## REQUIRED WORK
Write out again every line in the items below, from the line holding "In the photograph above, where can the girl be" through the end of the items, inclusive, keeping all wording unchanged. Multiply each coordinate in the answers by 1.6 and round to whole numbers, with halves rounded up.

## Items from a point labeling set
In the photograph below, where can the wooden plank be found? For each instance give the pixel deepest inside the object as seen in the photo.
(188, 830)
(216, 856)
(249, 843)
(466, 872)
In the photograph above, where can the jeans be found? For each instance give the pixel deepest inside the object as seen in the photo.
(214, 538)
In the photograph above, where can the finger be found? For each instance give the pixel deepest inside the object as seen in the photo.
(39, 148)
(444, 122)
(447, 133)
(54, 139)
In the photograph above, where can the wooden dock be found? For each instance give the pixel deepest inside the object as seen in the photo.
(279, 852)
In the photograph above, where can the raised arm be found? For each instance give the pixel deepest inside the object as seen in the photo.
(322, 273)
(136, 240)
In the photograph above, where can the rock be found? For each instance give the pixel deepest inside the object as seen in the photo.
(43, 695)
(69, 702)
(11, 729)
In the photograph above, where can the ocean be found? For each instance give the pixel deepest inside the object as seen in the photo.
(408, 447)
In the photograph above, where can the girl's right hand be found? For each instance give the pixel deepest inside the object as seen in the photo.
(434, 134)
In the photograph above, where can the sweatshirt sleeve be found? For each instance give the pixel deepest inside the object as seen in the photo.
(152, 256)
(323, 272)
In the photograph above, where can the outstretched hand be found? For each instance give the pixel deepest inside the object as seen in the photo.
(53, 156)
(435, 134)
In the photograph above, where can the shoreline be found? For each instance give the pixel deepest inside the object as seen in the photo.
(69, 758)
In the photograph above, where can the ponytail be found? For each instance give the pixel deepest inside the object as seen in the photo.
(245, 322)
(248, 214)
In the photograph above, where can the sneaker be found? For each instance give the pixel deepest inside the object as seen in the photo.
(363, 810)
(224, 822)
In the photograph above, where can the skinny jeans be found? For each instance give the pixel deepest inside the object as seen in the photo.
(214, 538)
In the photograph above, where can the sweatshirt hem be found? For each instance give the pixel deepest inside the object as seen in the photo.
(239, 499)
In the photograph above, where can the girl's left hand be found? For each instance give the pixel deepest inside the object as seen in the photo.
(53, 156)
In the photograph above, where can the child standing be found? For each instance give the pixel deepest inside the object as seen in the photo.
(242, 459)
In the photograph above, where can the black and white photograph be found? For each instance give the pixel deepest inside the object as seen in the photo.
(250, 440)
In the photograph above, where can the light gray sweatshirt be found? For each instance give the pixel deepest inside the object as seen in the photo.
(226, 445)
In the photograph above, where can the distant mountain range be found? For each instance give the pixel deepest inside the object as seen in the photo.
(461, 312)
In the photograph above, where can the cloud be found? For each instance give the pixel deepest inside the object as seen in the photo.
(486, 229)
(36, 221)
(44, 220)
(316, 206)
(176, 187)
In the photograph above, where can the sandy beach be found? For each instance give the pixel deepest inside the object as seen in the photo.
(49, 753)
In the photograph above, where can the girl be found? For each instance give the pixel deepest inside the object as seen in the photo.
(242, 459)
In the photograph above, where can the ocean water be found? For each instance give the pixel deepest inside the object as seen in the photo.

## COMPLETE OUTPUT
In the photograph above, where can the girl be found? For each instance give the pixel deepest inside the object as seen in the photo.
(387, 734)
In the photograph above, where can the ocean water be found? For each instance give the pixel deepest inside the object as seen in the photo.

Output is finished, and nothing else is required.